• Stored data entries
□ □ □ □

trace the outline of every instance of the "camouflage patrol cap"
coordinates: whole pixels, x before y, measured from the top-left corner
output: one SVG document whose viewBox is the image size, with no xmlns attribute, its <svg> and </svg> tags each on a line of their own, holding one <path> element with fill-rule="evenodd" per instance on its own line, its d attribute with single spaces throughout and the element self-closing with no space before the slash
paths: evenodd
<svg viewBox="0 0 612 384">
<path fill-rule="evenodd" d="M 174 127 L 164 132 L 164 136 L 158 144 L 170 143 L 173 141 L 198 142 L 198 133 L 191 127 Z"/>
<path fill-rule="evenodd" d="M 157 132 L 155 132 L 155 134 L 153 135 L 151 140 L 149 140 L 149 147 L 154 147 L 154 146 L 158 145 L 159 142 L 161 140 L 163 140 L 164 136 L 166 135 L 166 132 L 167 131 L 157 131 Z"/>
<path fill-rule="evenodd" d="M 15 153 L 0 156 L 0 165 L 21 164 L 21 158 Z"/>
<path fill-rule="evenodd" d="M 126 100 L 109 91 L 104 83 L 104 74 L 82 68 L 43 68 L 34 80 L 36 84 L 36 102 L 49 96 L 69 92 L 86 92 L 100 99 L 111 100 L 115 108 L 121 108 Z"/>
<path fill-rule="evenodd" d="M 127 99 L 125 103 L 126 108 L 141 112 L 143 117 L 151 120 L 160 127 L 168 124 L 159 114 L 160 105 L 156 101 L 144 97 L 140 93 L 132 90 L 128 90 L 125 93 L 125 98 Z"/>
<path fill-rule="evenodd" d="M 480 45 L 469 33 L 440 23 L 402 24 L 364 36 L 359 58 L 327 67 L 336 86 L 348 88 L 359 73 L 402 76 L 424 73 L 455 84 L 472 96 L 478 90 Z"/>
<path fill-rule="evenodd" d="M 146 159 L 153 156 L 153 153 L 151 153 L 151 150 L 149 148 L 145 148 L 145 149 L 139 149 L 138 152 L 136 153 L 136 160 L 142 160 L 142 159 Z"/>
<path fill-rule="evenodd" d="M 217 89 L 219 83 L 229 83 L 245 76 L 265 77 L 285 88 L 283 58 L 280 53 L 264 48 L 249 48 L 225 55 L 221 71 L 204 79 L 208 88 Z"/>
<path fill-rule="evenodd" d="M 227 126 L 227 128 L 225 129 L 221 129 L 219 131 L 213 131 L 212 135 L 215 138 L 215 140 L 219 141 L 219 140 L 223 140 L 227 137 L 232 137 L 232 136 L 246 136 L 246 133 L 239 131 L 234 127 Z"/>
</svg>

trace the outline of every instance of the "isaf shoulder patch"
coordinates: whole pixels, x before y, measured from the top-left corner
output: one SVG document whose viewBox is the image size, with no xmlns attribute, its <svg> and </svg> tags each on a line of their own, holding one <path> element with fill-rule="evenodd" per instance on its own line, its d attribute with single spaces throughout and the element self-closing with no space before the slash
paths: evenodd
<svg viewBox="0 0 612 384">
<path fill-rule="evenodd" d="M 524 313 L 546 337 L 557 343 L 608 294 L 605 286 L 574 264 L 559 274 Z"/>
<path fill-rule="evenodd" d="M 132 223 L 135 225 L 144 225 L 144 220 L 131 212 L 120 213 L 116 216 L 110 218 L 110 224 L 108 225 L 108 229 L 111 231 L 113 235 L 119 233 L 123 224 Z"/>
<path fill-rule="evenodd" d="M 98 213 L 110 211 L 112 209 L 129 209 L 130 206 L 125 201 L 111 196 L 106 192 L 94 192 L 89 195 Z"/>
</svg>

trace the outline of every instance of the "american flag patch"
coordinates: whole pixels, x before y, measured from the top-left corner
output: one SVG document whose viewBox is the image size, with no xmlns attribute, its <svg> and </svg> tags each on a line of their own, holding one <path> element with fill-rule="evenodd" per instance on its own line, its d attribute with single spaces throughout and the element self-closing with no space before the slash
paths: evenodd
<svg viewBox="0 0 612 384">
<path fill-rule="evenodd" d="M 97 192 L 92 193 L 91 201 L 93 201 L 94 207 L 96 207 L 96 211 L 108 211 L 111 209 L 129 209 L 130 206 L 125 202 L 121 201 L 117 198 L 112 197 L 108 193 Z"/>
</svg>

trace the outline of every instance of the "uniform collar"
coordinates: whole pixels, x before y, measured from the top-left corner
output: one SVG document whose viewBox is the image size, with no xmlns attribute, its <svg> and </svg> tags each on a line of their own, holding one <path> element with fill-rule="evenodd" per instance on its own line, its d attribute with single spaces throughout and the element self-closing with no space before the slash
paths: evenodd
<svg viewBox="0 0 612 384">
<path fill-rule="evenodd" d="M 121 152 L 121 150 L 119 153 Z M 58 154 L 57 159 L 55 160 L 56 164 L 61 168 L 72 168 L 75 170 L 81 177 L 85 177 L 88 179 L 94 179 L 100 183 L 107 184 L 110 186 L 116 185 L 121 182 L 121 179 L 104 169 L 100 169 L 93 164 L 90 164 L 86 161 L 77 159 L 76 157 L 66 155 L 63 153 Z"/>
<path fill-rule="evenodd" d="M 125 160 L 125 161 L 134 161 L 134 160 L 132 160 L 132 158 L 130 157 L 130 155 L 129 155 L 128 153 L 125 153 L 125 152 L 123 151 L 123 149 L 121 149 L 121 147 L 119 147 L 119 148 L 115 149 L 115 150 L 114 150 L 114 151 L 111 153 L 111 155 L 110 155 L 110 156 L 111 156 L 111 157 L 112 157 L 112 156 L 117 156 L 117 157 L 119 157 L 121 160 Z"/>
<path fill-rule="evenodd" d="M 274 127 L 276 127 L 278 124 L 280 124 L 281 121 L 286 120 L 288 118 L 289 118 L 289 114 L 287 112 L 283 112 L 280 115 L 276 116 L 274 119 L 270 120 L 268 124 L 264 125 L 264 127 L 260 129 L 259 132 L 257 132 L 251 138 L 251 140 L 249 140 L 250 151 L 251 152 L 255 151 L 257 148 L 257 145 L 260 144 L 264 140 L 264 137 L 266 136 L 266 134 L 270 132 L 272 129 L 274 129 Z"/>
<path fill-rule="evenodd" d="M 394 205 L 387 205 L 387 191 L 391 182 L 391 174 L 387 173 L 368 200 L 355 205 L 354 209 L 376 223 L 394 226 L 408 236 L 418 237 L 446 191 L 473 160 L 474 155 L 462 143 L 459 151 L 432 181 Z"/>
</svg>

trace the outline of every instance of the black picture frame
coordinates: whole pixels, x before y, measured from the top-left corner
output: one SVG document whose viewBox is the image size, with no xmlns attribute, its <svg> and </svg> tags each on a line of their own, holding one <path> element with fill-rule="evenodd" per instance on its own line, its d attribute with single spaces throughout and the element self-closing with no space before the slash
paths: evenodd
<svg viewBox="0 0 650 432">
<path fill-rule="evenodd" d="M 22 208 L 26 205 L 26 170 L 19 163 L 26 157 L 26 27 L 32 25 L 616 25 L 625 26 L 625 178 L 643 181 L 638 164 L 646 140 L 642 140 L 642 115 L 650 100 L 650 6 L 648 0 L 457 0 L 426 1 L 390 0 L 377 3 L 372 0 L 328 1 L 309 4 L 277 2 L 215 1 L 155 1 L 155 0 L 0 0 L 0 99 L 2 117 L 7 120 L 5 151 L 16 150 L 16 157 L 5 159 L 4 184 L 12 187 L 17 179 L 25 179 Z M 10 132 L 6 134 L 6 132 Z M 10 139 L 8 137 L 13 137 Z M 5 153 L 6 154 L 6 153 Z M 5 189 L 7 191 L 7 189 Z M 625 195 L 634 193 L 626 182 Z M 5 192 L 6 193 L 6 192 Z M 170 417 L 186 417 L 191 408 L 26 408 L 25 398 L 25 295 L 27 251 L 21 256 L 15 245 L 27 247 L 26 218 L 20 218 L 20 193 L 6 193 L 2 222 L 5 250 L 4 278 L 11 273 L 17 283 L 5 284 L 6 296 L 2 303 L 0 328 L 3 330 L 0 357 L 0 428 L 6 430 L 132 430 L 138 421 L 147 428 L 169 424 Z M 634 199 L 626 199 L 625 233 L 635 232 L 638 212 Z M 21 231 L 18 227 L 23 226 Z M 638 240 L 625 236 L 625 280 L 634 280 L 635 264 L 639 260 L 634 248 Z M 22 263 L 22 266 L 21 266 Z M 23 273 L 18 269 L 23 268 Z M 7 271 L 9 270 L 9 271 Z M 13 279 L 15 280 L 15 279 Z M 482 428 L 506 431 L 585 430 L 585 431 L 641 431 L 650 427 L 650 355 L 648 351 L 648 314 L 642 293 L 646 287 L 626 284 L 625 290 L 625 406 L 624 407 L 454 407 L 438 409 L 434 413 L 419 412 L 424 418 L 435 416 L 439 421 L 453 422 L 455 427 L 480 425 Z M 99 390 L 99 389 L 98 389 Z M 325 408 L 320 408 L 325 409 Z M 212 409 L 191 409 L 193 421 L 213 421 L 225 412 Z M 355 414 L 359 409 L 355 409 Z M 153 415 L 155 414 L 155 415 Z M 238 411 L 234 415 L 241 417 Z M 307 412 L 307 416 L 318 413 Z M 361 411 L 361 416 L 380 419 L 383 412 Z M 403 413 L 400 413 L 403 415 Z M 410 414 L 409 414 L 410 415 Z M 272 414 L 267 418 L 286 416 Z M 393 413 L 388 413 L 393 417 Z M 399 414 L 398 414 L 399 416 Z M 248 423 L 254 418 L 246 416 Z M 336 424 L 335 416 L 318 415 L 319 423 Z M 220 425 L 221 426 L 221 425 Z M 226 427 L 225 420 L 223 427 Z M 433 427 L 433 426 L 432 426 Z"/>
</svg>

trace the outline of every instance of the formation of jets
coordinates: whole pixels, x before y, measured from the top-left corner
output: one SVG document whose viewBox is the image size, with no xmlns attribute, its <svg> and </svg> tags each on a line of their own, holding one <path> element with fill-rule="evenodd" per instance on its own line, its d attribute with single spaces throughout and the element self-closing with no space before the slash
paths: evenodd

□ □ □ □

• Brief
Lines holding the word "patch" are the answer; copy each one from the records above.

• Answer box
trace the outline of every instance of the "isaf shoulder patch"
trace the outline of every instance of the "american flag patch"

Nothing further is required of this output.